- **Description of the task**
The entries shown next need to be written again word for word.
Start of Block
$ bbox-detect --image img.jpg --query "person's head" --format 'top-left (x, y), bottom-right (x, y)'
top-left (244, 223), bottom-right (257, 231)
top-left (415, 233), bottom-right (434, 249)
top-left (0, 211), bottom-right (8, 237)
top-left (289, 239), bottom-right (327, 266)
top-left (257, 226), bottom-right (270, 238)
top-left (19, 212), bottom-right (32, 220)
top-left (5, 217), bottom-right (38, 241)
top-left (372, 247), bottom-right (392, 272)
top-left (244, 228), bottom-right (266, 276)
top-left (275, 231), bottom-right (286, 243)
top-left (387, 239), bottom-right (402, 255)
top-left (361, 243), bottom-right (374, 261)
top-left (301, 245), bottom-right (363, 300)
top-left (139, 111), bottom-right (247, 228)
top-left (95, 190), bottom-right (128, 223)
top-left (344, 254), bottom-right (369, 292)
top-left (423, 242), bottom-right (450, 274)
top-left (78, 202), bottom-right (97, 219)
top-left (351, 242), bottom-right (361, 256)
End of Block
- **Result**
$ bbox-detect --image img.jpg --query "person's head" --format 'top-left (x, y), bottom-right (x, y)'
top-left (244, 223), bottom-right (257, 231)
top-left (415, 233), bottom-right (434, 249)
top-left (0, 211), bottom-right (8, 237)
top-left (289, 239), bottom-right (327, 266)
top-left (257, 226), bottom-right (270, 238)
top-left (19, 212), bottom-right (32, 220)
top-left (5, 217), bottom-right (38, 241)
top-left (372, 247), bottom-right (392, 272)
top-left (244, 228), bottom-right (266, 276)
top-left (275, 231), bottom-right (286, 243)
top-left (387, 239), bottom-right (402, 255)
top-left (361, 243), bottom-right (374, 261)
top-left (301, 245), bottom-right (363, 300)
top-left (139, 111), bottom-right (247, 228)
top-left (95, 190), bottom-right (128, 223)
top-left (344, 254), bottom-right (369, 292)
top-left (423, 242), bottom-right (450, 274)
top-left (78, 202), bottom-right (97, 219)
top-left (351, 242), bottom-right (361, 256)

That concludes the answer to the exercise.